State how many lines in the material below contain the string "monitor", counting only matches with the same capitalization. Reply with the number alone.
#####
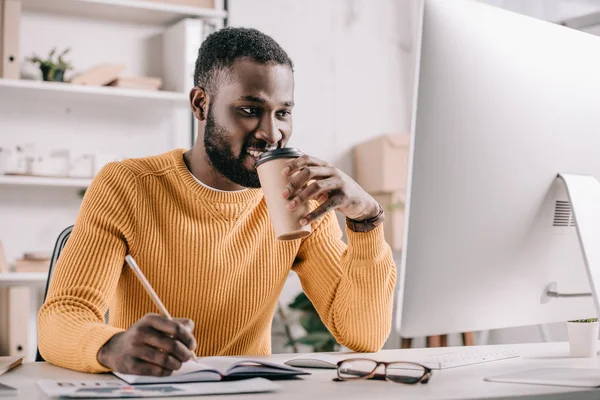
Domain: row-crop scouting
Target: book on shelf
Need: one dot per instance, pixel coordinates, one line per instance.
(209, 369)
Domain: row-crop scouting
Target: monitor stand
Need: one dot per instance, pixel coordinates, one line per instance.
(584, 195)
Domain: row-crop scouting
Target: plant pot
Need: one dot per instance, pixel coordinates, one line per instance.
(50, 74)
(583, 338)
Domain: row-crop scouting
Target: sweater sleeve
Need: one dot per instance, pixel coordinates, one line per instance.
(71, 327)
(351, 287)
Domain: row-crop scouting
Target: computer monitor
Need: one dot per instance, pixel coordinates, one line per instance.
(503, 103)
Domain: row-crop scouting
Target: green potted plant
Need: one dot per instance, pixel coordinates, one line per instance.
(53, 68)
(583, 337)
(317, 334)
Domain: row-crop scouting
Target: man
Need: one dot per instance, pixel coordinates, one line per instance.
(197, 224)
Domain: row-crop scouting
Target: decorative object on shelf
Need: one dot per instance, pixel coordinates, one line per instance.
(82, 166)
(18, 160)
(53, 70)
(317, 334)
(583, 337)
(54, 163)
(99, 75)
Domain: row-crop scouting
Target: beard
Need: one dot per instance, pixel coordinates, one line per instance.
(218, 148)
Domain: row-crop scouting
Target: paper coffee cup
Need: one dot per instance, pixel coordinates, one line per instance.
(286, 222)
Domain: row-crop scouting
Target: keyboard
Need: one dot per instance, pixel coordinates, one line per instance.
(465, 357)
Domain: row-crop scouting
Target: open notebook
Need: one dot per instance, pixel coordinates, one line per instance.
(218, 368)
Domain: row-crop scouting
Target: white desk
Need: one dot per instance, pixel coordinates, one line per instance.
(36, 282)
(459, 383)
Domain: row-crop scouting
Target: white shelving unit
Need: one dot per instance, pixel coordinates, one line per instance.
#####
■ **RESPONSE**
2